What is expected
Rewrite every line of the material below, text lines included, and add 14 to each number in the answer coordinates. Omit the picture lines.

Stored data

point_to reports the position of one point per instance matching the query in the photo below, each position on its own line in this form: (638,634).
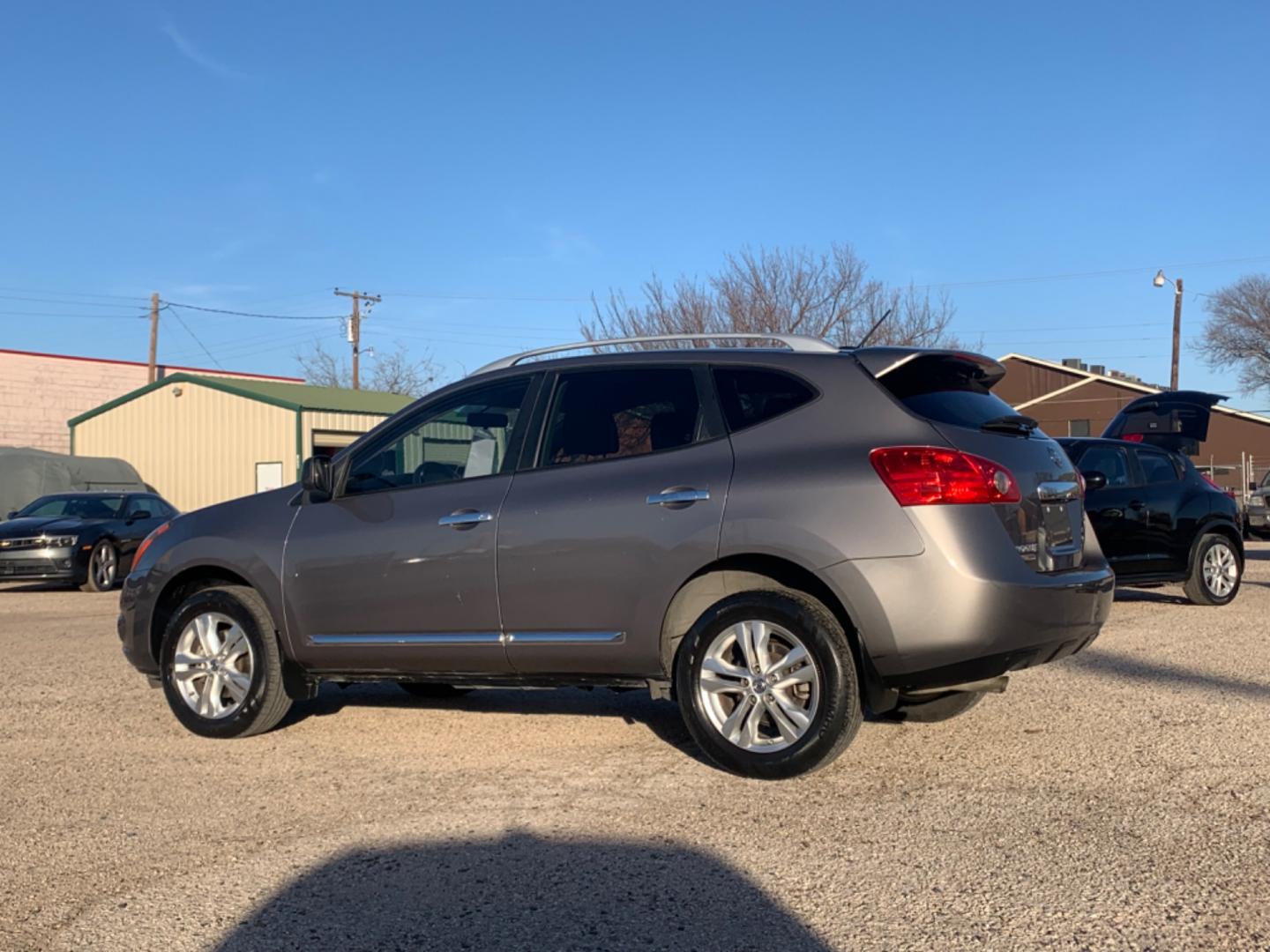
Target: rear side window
(945,391)
(1157,467)
(609,414)
(752,395)
(1111,462)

Correct result
point_to reports the position of one point per instance matching the query in the photo below, each position on its own line in this form: (638,634).
Target: rear side window
(959,405)
(1171,481)
(623,428)
(766,409)
(1125,476)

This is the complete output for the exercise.